=== Page text ===

==========

Anyway, thanks so much for all of your advice everyone! I will definitely keep you updated on what I decide. I'm meeting with her again in a few days and hopefully we can talk more in detail about what we both expect.


----------



## dagmar88 (Aug 26, 2009)

hey Ashley,
I know how you feel! Some time ago a friend of mind asked me if she could join and focus on facial treatments... And I was like NOOOOO!!! I'm not gonna let you take my baby


----------



## Guest (Aug 26, 2009)

I wish you all the best with whatever decision you make Ashley .
If you went with the event business your soap could still be part of it . Gift soaps etc .

hugs

kitn


----------



## chrisinflorida (Aug 26, 2009)

I agree with everbody else.  I'm a control freak too and if someone wanted to partner with me I would have to kindly decline.  Idea suggestions are great and all, but I want to keep my business small also and keep all the control to myself.

I would be very wary of getting into any kind of partnership for the very reasons already mentioned.  My husband's cousin used to have a soap business.  She got into a partnership with someone and ended up doing nearly all of the work...for only half the profits.  She finally got tired of it and dissolved the business.  She actually made the soap so the business was over when she quit making soap.

Chris


----------



## AshleyR (Sep 12, 2009)

Update in original post!


----------



## Saltysteele (Sep 12, 2009)

well, if you were to go into the fast food business tomorrow, do you think mcdonald's would just hand over their suppliers, recipes and ideas?

i don't know about you, but i've put A LOT of time doing research (not just here) all over the web.  this site is fun and very informative, but every hour i've spent here, i've probably spent another 10 outside of this site researching.

it's one thing, sharing info and sources here, and just giving all your resources to someone who hasn't done any research.  i'm pretty sure everyone here has done a lot of leg and finger work getting to where they are at.

you can give a man a fish, blah, blah, blah.

just tell her it's in the best interest of your business and staying unique, that you can't just give her all of your stuff.  essentially, you would just be handing over your business to her, to see if she can run it better than you.


----------



## Rosey (Sep 12, 2009)

wow Ashley. Has she even made soap before? I can't imagine her just making soap now and selling it in November. 

I would be upset too. It sounds like she wants to do something with her time but I don't think that this is the way for her to do it. I would totally think that she is stealing your idea


----------



## TheSoapyEwe (Sep 20, 2009)

I'm too much of a control freak on every aspect of my soaping, the making, the labeling, the set up at shows,the invoices, packaging etc.
I couldn't bring myself to have a partner, heck I won't even let anyone help me....lol, when I have I'm constantly double checking their every move.

Good luck on whatever you choose to do


----------

==========

=== Dataset extract ===
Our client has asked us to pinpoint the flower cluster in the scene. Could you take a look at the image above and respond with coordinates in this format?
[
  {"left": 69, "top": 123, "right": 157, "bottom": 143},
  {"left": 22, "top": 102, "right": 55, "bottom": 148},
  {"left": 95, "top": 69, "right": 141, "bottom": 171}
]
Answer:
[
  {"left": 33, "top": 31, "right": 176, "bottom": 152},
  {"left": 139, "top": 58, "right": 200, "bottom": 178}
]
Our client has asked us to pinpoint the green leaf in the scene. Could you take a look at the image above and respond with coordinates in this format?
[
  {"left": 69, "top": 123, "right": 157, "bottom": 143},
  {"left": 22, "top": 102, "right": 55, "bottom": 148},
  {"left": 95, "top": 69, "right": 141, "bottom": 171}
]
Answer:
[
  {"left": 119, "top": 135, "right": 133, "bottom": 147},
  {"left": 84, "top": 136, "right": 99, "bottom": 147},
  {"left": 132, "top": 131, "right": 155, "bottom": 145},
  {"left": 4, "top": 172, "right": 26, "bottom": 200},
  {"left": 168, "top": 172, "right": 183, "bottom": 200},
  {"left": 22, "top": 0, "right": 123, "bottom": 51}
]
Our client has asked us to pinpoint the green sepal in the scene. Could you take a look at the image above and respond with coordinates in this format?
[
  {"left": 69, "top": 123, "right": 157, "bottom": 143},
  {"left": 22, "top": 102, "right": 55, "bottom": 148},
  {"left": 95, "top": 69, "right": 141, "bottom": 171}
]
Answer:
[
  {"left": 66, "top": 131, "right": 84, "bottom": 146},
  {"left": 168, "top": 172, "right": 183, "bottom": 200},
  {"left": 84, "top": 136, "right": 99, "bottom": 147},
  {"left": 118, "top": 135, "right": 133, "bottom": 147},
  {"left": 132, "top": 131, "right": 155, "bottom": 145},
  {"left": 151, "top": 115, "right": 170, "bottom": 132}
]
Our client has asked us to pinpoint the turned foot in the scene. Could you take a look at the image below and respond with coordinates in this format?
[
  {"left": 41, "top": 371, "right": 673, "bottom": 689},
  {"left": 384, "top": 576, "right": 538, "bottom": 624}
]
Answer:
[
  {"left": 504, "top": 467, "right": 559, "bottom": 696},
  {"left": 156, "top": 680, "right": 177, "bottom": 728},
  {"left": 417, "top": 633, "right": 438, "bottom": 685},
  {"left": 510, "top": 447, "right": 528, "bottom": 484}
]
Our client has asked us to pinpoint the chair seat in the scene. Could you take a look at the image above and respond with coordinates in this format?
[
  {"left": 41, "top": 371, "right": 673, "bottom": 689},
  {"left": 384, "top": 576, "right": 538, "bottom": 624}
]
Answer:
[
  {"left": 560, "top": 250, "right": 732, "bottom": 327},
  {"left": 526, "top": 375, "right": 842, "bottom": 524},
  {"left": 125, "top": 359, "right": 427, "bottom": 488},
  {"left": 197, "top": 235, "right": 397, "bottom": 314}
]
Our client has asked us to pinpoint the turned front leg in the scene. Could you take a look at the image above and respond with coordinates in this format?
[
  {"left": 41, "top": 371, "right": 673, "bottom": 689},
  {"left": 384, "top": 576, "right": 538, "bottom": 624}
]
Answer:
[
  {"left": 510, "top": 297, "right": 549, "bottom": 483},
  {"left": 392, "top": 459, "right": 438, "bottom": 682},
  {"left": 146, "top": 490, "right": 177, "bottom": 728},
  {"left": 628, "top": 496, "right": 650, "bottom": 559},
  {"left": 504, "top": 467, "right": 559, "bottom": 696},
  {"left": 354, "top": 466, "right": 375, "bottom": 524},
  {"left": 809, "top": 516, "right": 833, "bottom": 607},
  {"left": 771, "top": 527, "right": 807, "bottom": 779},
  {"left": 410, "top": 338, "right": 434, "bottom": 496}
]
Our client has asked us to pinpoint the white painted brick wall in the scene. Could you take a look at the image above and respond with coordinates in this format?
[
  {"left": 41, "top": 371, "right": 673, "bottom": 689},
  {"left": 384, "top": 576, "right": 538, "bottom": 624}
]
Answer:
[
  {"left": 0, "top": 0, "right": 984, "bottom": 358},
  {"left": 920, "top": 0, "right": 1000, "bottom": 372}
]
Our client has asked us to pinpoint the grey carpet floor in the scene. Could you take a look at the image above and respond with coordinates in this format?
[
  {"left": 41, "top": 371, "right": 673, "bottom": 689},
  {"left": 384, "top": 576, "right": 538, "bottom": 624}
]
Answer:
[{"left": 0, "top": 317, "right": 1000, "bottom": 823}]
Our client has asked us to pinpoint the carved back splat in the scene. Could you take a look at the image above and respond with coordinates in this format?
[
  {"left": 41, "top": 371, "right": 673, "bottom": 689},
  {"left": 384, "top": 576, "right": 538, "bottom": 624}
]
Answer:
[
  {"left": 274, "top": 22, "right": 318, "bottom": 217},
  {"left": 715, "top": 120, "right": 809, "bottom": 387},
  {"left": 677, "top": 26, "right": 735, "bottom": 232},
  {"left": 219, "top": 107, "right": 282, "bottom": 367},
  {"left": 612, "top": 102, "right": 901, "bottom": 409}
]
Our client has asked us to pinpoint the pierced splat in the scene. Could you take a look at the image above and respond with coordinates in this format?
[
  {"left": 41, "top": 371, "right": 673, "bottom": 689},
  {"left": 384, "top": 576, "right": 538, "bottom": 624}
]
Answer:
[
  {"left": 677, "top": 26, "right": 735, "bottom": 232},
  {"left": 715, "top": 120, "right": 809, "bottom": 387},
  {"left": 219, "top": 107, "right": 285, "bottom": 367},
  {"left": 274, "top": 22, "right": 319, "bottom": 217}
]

==========

=== Written task 1 ===
Answer these from the soap-business thread:
(a) In chrisinflorida's entry, what ended the partnership that the husband's cousin had entered?
(b) Saltysteele says that for every hour spent on the site, about how many more hours went to research outside it?
(c) What does the Guest entry suggest as a way the soap could fit into the event business?
=== Written task 2 ===
Copy everything in the soap-business thread from "it's one thing, sharing" down to "Rosey (Sep 12, 2009)".

=== Task output 1 ===
(a) She did nearly all of the work for only half the profits, eventually got tired of it and dissolved the business.
(b) About 10 hours.
(c) Gift soaps.

=== Task output 2 ===
it's one thing, sharing info and sources here, and just giving all your resources to someone who hasn't done any research.  i'm pretty sure everyone here has done a lot of leg and finger work getting to where they are at.

you can give a man a fish, blah, blah, blah.

just tell her it's in the best interest of your business and staying unique, that you can't just give her all of your stuff.  essentially, you would just be handing over your business to her, to see if she can run it better than you.


----------



## Rosey (Sep 12, 2009)